Page excerpt:
*****
From mboxrd@z Thu Jan  1 00:00:00 1970
From: Nicholas Henke <nic@cray.com>
Date: Fri, 09 Jan 2009 09:27:53 -0600
Subject: [Lustre-devel] imperative recovery
In-Reply-To: <494AAF4A.4030304@sun.com>
References: <1906DB02-F9DF-4F49-9A9A-23FE7E799EA8@sun.com>	<046101c95ef4$2fe3a8d0$8faafa70$@com>
	<494AAF4A.4030304@sun.com>
Message-ID: <49676CF9.5050805@cray.com>
List-Id: <lustre-devel-lustre.org>
MIME-Version: 1.0
Content-Type: text/plain; charset="us-ascii"
Content-Transfer-Encoding: 7bit
To: lustre-devel@lists.lustre.org

Nathaniel Rutman wrote:
> Eric Barton wrote:
>>> Other options I've thought of to explore this idea:
>>>
>>> - MGS notifies clients (somehow) after a server has restarted.
>>>     
> This seems like a no-brainer easy win today, and doesn't depend on any 
> advanced features like message priority.  The only scalability issue 
> would seem to be the broadcast of the message to all clients, but this 
> is no different than the current broadcast mechanism the MGS employs to 
> update client configs.  The message from the MGS would be taken as a 
> suggestion, "Why don't y'all time out all your current RPCs since I 
> noticed OST0004 restarted.  Oh, and use failover nid #2."  Current 
> replay/recovery need not be touched.
*****
Exercise instructions:
1. In the imperative recovery thread, swap "MGS" for "management server" in everything from "Content-Transfer-Encoding: 7bit" down to "server has restarted.".
2. In the imperative recovery thread, to what existing mechanism is the broadcast of the proposed message to all clients compared?
3. Rewrite the paragraph in the imperative recovery thread that begins "This seems like a no-brainer easy win today" more briefly, keeping its main facts.

Records
*****
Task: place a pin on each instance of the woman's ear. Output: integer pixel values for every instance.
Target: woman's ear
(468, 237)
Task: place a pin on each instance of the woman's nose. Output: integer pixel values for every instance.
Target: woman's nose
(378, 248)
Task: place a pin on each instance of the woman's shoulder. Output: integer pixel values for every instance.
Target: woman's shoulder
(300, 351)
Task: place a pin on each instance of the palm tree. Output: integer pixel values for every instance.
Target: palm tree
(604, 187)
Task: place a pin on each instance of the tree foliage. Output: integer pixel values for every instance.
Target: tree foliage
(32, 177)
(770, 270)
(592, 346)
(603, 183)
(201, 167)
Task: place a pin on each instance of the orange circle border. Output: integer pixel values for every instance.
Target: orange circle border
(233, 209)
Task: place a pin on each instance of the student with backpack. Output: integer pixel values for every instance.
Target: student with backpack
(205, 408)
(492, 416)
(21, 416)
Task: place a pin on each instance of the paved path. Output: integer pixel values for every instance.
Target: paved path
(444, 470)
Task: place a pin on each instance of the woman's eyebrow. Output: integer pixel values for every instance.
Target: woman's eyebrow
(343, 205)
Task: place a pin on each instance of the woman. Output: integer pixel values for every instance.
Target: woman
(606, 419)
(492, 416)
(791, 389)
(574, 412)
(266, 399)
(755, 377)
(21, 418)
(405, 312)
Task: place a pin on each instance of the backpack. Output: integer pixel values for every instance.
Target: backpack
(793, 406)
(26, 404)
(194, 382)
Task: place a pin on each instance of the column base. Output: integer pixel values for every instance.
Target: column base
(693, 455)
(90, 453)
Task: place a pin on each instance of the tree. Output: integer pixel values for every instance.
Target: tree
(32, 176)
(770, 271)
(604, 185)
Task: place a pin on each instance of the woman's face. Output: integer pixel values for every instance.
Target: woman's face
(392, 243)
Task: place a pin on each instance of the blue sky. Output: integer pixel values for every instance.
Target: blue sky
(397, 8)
*****
Answers to each task:
1.
Content-Transfer-Encoding: 7bit
To: lustre-devel@lists.lustre.org

Nathaniel Rutman wrote:
> Eric Barton wrote:
>>> Other options I've thought of to explore this idea:
>>>
>>> - management server notifies clients (somehow) after a server has restarted.

2. The current broadcast mechanism the MGS employs to update client configs.

3. The idea is an easy win that needs no advanced features such as message priority. Its only scalability concern, broadcasting the message to all clients, matches the broadcast the MGS already uses to update client configs. The MGS message would be a suggestion: after noticing that OST0004 restarted, clients should time out their current RPCs and use failover nid #2. Current replay/recovery would stay unchanged.